[Natural-language object grounding data]

== == ==

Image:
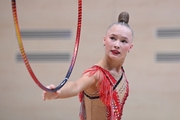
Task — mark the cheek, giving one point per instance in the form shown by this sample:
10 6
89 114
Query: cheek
126 48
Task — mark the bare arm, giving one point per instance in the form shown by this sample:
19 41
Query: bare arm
71 89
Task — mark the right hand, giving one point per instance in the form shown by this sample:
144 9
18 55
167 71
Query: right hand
50 95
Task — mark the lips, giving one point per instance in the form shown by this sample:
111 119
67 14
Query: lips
115 51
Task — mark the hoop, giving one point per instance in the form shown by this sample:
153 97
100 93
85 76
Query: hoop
23 53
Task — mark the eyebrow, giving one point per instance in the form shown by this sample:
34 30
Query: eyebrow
121 36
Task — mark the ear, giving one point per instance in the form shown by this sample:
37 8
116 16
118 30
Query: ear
104 40
130 47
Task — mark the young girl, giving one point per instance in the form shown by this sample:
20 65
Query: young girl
103 88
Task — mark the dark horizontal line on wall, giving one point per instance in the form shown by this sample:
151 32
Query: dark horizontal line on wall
44 57
168 33
168 57
46 34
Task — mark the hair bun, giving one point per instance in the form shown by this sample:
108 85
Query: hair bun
123 17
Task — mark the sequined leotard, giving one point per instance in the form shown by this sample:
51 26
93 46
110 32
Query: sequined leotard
108 102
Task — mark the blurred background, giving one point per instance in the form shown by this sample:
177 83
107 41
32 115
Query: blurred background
48 29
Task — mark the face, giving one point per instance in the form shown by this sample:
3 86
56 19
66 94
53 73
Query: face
118 42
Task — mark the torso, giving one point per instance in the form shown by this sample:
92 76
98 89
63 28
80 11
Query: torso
96 108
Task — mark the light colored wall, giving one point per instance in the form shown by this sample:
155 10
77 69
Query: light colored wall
154 86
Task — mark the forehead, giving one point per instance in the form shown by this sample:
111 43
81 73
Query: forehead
120 30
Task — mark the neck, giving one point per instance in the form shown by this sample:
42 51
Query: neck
110 64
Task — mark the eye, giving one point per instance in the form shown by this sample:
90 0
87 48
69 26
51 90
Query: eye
112 38
124 41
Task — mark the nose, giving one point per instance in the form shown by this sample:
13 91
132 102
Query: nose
117 44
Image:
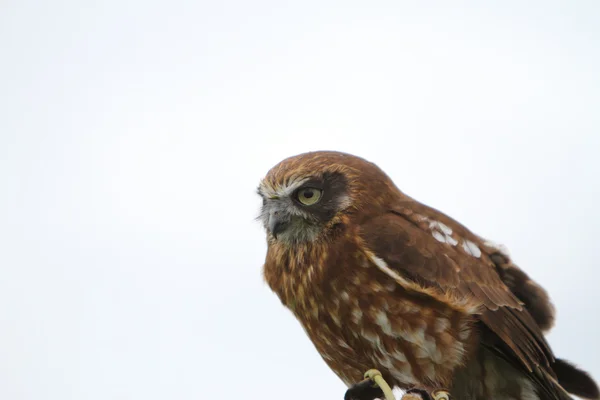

== == ==

* What you will do: Omit every picture, then repeat the remaining data exactly as it appears above.

* Exercise result:
Image:
Task — mark the cheek, giving one point per instance in the form shown by this sample:
10 6
89 114
Query: cheek
126 48
Task — mark the bare arm, giving one point per instance in the form shown by this sample:
19 41
Query: bare arm
71 89
Task — mark the right hand, giving one point per instance in the form shown by this sample:
144 9
18 55
167 71
Query: right hand
50 95
Task — mark the lips, giving one point per instance in the form shown by this sample:
111 119
67 14
Query: lips
115 51
Task — mark the hoop, giving one point per instance in the form shown by this sample:
153 97
100 93
85 76
Query: hoop
23 53
Task — mark the eyebrow, giving one point per instance in the form shown by this sample:
34 30
Query: eyebrow
121 36
Task — mark the ear, giving one point per instance in the form shown by this sample:
37 8
116 16
118 30
Query: ear
104 40
130 47
Task — mark the young girl, giving one point per instance in the form shown by this sample:
20 65
Query: young girl
103 88
Task — mark the dark horizontal line on wall, giving one point per instance in the form shown by this sample:
151 32
Query: dark horizontal line on wall
44 57
168 33
168 57
46 34
Task — mark the hair bun, giving one point per instance in the form shown by this sample:
108 85
Query: hair bun
123 17
Task — mark the sequined leotard, giving one point per instance in the form shown by this sample:
51 26
93 46
110 32
Query: sequined leotard
108 102
Task — mark the blurred background, giving one point per instance in the form shown by this sample:
177 83
107 41
32 115
Query: blurred background
48 29
Task — mark the face, giving one point per instance in the form shown by this sample:
3 86
56 19
66 94
53 73
Query: face
118 42
Task — mark the torso, giving one point per instance in the form shown by this sample:
92 76
98 89
63 28
80 11
Query: torso
96 108
Task — mark the light colored wall, giving one point per instance in the form shown by this sample:
155 10
77 69
Query: light colored wall
154 86
Task — mark the forehead, giving one point per instance in the form shown by this sample:
111 43
81 73
Query: forehead
120 30
Task — mark the neck, giving one point per instance in the form shown by this sample:
42 51
Query: neck
110 64
Task — mark the eye, giving one point per instance in the form shown by this sample:
90 0
87 48
69 26
51 90
Query: eye
112 38
124 41
Task — mark the nose, giving one point per instance in the form shown by this sample:
13 91
132 102
Query: nose
117 44
Image:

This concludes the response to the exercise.